## DESCRIPTION OF THE TASK
Convert the lines from the one containing "Where can the wet" through the end of the items into a JSON list of strings, with one string per line and blank lines left out.

Pointing dataset records
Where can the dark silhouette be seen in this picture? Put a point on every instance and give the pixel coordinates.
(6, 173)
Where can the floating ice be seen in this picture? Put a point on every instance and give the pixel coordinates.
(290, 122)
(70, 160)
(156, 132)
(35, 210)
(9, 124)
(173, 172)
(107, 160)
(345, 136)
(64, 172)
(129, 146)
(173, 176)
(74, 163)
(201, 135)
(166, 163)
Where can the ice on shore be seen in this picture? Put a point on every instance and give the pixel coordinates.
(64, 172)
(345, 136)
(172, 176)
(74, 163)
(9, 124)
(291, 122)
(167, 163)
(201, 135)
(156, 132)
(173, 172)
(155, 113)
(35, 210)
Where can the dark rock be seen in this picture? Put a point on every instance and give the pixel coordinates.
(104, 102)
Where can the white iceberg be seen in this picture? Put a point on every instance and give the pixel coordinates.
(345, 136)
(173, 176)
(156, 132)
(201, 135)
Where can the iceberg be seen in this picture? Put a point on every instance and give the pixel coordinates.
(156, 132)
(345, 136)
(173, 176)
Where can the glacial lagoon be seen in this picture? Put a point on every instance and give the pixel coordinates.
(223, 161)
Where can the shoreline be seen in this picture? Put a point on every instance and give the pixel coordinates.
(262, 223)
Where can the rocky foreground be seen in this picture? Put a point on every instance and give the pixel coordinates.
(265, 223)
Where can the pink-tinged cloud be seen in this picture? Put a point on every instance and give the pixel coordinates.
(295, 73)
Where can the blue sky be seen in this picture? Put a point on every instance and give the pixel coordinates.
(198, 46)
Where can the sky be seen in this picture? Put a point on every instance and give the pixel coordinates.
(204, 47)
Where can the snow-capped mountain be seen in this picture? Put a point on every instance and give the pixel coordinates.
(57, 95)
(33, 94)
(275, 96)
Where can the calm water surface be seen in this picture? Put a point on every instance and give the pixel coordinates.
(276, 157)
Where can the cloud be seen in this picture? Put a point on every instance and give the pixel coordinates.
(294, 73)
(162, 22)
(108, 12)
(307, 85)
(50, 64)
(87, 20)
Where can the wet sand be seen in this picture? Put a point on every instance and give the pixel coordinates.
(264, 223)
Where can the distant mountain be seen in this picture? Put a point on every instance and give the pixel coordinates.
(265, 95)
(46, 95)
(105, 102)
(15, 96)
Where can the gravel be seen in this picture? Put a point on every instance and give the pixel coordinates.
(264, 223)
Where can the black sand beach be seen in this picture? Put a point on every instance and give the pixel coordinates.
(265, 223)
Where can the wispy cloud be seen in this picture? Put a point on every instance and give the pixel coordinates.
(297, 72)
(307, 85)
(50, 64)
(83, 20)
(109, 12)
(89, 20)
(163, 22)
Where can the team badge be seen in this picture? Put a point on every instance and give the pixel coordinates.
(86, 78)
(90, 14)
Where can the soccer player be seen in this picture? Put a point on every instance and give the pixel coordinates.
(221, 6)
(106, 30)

## CORRECT OUTPUT
[
  "Where can the wet sand be seen in this picture? Put a point on every instance and give the pixel coordinates.",
  "(264, 223)",
  "Where can the distant mountain be seen in this picture? Put a point on every instance and give the pixel coordinates.",
  "(265, 95)",
  "(46, 95)",
  "(105, 102)",
  "(15, 96)",
  "Where can the gravel be seen in this picture? Put a point on every instance and give the pixel coordinates.",
  "(264, 223)",
  "Where can the black sand beach be seen in this picture? Put a point on every instance and give the pixel coordinates.",
  "(265, 223)",
  "Where can the wispy cloud be seen in this picture? Put a point on every instance and give the pixel coordinates.",
  "(297, 72)",
  "(307, 85)",
  "(50, 64)",
  "(83, 20)",
  "(109, 12)",
  "(89, 20)",
  "(163, 22)",
  "Where can the team badge be seen in this picture? Put a point on every instance and give the pixel coordinates.",
  "(86, 78)",
  "(90, 14)",
  "Where can the soccer player be seen in this picture? Put a point on every instance and give the pixel coordinates.",
  "(221, 6)",
  "(106, 30)"
]